Task: For this task, copy all of the data below exactly and skip the pictures.

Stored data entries
____________________

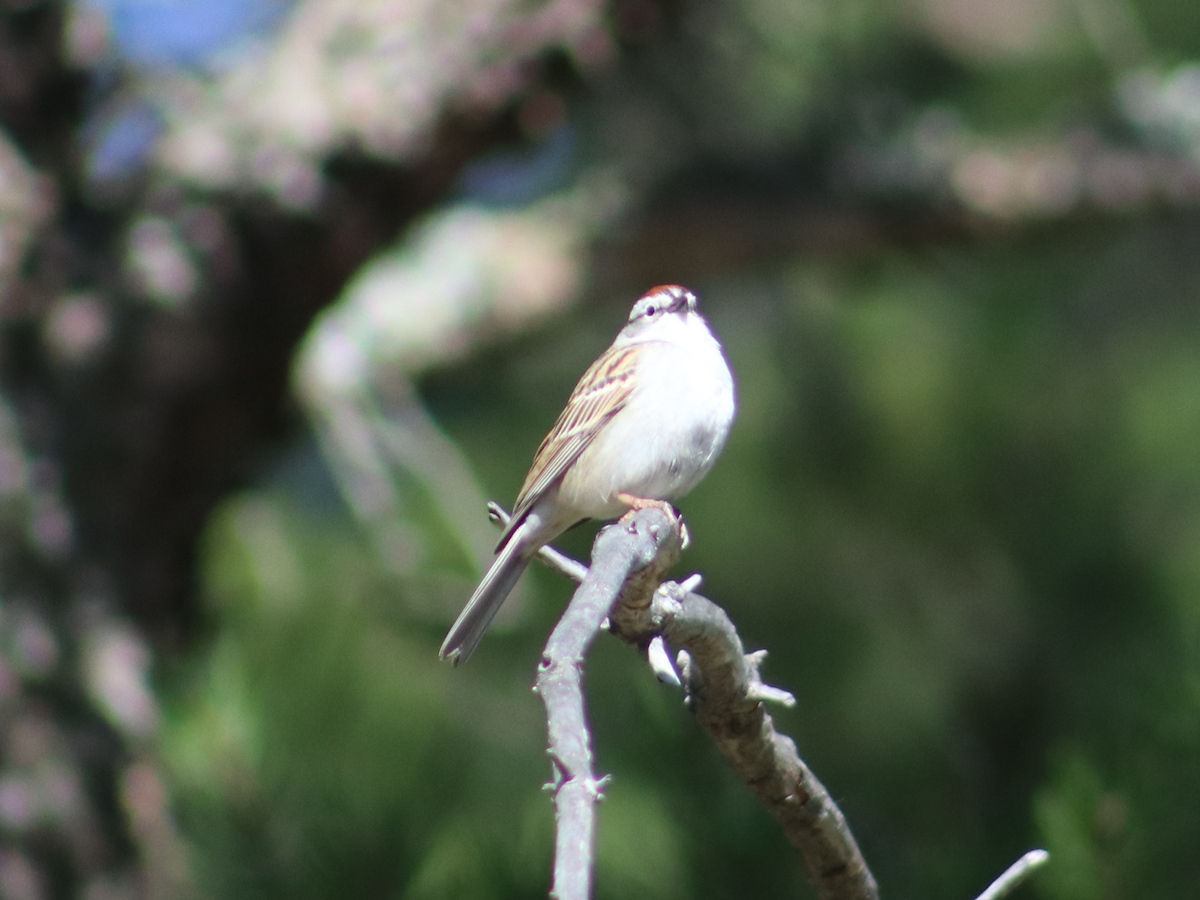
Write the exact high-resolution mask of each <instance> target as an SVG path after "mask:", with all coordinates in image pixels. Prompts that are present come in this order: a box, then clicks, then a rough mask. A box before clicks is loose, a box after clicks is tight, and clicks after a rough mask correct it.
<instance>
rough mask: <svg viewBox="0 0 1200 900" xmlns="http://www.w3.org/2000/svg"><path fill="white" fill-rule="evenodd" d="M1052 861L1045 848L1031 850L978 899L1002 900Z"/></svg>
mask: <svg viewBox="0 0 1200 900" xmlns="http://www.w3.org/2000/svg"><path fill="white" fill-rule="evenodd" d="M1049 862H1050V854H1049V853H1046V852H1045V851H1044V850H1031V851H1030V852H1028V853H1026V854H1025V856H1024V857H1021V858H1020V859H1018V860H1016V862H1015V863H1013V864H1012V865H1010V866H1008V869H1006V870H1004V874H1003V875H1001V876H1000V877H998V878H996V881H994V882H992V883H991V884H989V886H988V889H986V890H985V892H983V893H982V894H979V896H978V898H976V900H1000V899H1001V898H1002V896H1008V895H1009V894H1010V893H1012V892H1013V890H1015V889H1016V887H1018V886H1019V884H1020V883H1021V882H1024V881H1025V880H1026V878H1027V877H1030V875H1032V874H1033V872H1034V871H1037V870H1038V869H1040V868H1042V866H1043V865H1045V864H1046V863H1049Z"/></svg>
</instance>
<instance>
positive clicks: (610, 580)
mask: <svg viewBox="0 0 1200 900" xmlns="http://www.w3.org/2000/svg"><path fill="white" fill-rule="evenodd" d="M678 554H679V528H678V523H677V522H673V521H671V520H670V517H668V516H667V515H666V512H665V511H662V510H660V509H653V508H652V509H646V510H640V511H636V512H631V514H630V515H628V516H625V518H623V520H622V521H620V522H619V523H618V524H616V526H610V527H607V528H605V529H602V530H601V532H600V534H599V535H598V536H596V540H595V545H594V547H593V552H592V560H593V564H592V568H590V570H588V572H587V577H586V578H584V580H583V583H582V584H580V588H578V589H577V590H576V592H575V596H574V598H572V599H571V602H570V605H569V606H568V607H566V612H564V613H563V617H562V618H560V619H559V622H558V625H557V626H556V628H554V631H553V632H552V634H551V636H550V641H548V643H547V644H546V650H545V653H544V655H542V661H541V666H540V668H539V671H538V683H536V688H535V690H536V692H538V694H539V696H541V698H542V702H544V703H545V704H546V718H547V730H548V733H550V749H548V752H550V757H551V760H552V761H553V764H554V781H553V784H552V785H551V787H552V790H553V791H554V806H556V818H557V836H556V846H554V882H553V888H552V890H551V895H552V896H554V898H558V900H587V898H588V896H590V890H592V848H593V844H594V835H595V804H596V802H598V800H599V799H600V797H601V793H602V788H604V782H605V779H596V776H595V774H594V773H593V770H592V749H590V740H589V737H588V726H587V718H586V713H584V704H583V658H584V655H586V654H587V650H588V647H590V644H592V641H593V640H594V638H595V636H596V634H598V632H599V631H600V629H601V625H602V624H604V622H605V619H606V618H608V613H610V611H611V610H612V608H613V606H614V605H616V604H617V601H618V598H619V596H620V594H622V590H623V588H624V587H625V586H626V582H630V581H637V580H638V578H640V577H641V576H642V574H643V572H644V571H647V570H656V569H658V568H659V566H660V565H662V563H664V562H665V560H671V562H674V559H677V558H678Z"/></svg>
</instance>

____________________

Solution to this exercise:
Write the exact high-resolution mask of each <instance> target as an SVG path after "mask:", with all coordinates in image pixels. Prompts that are present come in this order: a box, then clicks, then a rough mask. A box before clicks is loose, a box after clicks is tight, and clicks after a rough mask correct it.
<instance>
rough mask: <svg viewBox="0 0 1200 900" xmlns="http://www.w3.org/2000/svg"><path fill="white" fill-rule="evenodd" d="M1052 861L1045 848L1031 850L978 899L1002 900Z"/></svg>
mask: <svg viewBox="0 0 1200 900" xmlns="http://www.w3.org/2000/svg"><path fill="white" fill-rule="evenodd" d="M1049 862H1050V854H1049V853H1046V852H1045V851H1044V850H1031V851H1030V852H1028V853H1026V854H1025V856H1024V857H1021V858H1020V859H1018V860H1016V862H1015V863H1013V864H1012V865H1010V866H1008V869H1006V870H1004V874H1003V875H1001V876H1000V877H998V878H996V881H994V882H992V883H991V884H989V886H988V889H986V890H985V892H983V893H982V894H979V896H978V898H976V900H1000V899H1001V898H1002V896H1008V895H1009V894H1010V893H1012V892H1013V890H1015V889H1016V887H1018V886H1019V884H1020V883H1021V882H1024V881H1025V880H1026V878H1027V877H1030V875H1032V874H1033V872H1034V871H1037V870H1038V869H1040V868H1042V866H1043V865H1045V864H1046V863H1049Z"/></svg>
</instance>
<instance>
positive clicks: (610, 580)
mask: <svg viewBox="0 0 1200 900" xmlns="http://www.w3.org/2000/svg"><path fill="white" fill-rule="evenodd" d="M678 554H679V528H678V523H677V522H673V521H671V520H670V517H668V516H667V515H666V512H665V511H662V510H660V509H653V508H652V509H646V510H640V511H636V512H631V514H630V515H628V516H625V518H623V520H622V521H620V522H619V523H618V524H616V526H610V527H607V528H605V529H602V530H601V532H600V534H599V535H598V536H596V540H595V545H594V547H593V552H592V560H593V564H592V568H590V570H588V572H587V577H586V578H584V580H583V583H582V584H580V588H578V589H577V590H576V592H575V596H574V598H572V599H571V602H570V605H569V606H568V607H566V612H564V613H563V617H562V618H560V619H559V622H558V625H557V626H556V628H554V631H553V632H552V634H551V636H550V641H548V643H547V644H546V650H545V653H544V655H542V661H541V666H540V668H539V671H538V683H536V688H535V690H536V692H538V694H539V696H541V698H542V702H544V703H545V704H546V718H547V730H548V733H550V749H548V752H550V757H551V760H552V761H553V764H554V781H553V784H552V785H551V787H552V790H553V791H554V806H556V818H557V836H556V846H554V882H553V888H552V890H551V895H552V896H554V898H558V900H587V898H588V896H590V890H592V848H593V844H594V835H595V804H596V802H598V800H599V799H600V797H601V793H602V788H604V782H605V779H596V776H595V774H594V773H593V770H592V749H590V740H589V737H588V726H587V718H586V713H584V704H583V658H584V655H586V654H587V650H588V647H590V644H592V641H593V640H594V638H595V636H596V634H598V632H599V631H600V629H601V625H602V624H604V622H605V619H606V618H608V613H610V611H611V610H612V608H613V606H614V605H616V604H617V601H618V598H619V596H620V594H622V590H623V588H624V587H625V586H626V582H630V581H637V580H638V578H640V577H641V576H642V574H643V572H644V571H647V570H656V569H658V568H659V566H660V565H662V563H664V562H665V560H671V562H674V559H677V558H678Z"/></svg>
</instance>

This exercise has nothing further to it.